Document text:

Authors
Georgios Karamitros, Georgios Bouloukakis, Agata Szulia, Richard J Redett, Judy Pan, Paul N Manson, Gregory A Lamaris
Published in
The Journal of craniofacial surgery. Jul 10, 2026. Epub Jul 10, 2026.
Abstract
Nasal fractures are the most common facial fractures, yet national benchmarks for perioperative outcomes and drivers of surgical decision-making remain poorly defined. Leveraging nearly 2 decades of multi-institutional data, this study establishes contemporary standards of perioperative safety and characterizes factors influencing operative approach.
A retrospective cohort study using the ACS-NSQIP database (2007-2024) identified adult patients who underwent operative nasal fracture repair. Patients were stratified by operative approach (closed vs. open reduction). The primary outcome was any 30-day postoperative complication. Secondary analyses evaluated determinants of operative approach, sensitivity to concurrent craniofacial procedures, and specialty-based practice patterns. Multivariable logistic regression was used to identify independent predictors of operative approach.
Among 455 patients, 80.4% underwent closed and 19.6% open reduction. Across nearly 2 decades of national data, operative nasal fracture management demonstrated an exceptionally low complication rate of 1.5%, with no surgical site infections or mortality and no difference between approaches (1.4% vs. 2.2%, P=0.63). All complications represented return-to-operating-room events. Operative time (OR=1.004 per minute, P<0.001) and wound classification (OR=1.77 per class, P=0.013) independently predicted open reduction, whereas patient comorbidity was not associated with operative approach. Findings were consistent across sensitivity analyses. Specialty-based analysis demonstrated equivalent complication rates between otolaryngology and plastic surgery (1.7% vs. 1.7%, P=1.0), despite differences in operative approach selection.
This national analysis provides benchmark-level evidence that operative management of nasal fractures is uniformly safe, with negligible perioperative morbidity across practice settings. The operative approach is dictated by injury complexity rather than patient risk, thereby supporting an anatomy-driven treatment paradigm. These findings define a national reference standard for perioperative safety and provide a foundation for future outcome-driven and patient-centered studies.
PMID:
42424630
Bibliographic data and abstract were imported from PubMed on 10 Jul 2026.

Study questions:
1 – List every author named in the nasal fracture abstract.
2 – Write out the nasal fracture abstract word for word, from "This national analysis" up to and including "and patient-centered studies.".

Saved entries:
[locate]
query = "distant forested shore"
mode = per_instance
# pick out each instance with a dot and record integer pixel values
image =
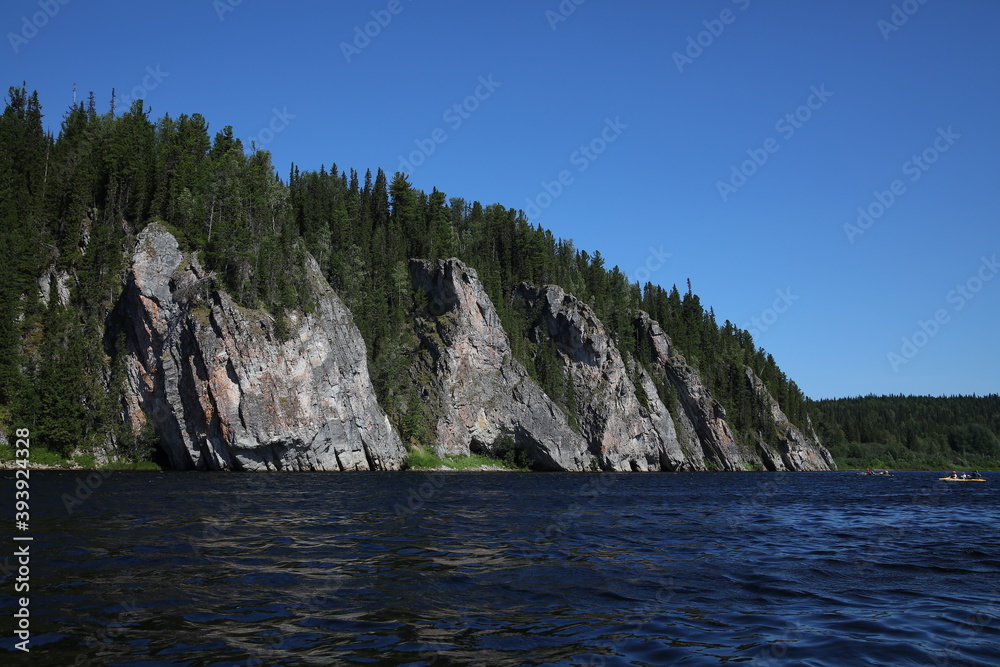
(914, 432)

--

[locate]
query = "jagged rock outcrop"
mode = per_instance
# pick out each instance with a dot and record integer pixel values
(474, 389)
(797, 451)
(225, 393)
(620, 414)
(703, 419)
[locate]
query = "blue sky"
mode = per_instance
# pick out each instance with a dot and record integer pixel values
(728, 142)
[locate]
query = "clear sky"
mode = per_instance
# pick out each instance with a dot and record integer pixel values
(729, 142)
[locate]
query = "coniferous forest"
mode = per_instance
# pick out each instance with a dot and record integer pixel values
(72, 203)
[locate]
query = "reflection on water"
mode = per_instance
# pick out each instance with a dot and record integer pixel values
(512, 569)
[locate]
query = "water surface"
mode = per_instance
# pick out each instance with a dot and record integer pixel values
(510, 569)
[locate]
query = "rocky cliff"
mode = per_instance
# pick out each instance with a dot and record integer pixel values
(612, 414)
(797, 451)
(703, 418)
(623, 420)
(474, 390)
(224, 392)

Results of the tasks:
1 – Georgios Karamitros, Georgios Bouloukakis, Agata Szulia, Richard J Redett, Judy Pan, Paul N Manson, Gregory A Lamaris

2 –
This national analysis provides benchmark-level evidence that operative management of nasal fractures is uniformly safe, with negligible perioperative morbidity across practice settings. The operative approach is dictated by injury complexity rather than patient risk, thereby supporting an anatomy-driven treatment paradigm. These findings define a national reference standard for perioperative safety and provide a foundation for future outcome-driven and patient-centered studies.